Start Available data
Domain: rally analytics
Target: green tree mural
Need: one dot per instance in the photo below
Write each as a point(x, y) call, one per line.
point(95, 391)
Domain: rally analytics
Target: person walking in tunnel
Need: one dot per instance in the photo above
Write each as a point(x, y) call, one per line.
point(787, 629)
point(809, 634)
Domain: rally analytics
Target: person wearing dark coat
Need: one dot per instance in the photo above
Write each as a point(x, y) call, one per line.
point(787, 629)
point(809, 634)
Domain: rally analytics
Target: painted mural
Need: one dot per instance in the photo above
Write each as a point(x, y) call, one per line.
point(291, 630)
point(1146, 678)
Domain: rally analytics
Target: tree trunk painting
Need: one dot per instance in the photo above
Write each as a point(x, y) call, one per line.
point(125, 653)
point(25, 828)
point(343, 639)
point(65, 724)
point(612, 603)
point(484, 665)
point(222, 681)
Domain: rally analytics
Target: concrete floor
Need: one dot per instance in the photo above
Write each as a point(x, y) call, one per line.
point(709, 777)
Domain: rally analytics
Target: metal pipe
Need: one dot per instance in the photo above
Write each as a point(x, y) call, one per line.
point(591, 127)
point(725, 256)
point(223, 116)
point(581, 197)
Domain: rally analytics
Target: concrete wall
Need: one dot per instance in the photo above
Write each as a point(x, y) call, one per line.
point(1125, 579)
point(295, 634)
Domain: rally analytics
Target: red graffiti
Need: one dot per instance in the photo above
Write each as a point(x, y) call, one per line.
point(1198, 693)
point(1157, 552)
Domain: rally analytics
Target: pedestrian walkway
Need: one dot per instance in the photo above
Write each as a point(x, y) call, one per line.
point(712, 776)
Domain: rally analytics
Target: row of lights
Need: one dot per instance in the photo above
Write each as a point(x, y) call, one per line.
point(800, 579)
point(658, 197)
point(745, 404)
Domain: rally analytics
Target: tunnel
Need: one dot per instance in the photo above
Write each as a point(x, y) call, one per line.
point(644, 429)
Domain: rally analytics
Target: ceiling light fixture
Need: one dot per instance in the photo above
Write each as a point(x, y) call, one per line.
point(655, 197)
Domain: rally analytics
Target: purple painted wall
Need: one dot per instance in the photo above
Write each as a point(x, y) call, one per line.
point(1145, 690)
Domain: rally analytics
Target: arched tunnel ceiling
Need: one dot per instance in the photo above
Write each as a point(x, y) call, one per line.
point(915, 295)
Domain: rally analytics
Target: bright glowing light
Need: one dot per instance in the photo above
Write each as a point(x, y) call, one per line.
End Available data
## Exercise aim
Rewrite every line starting at the first one and ending at the one containing "point(95, 391)", requests included, and shift each coordinate in the answers by adding 26 to every number.

## Result below
Domain: rally analytics
Target: green tree mural
Need: one dot per instance in the photo below
Write each as a point(x, y) call, one per line.
point(121, 417)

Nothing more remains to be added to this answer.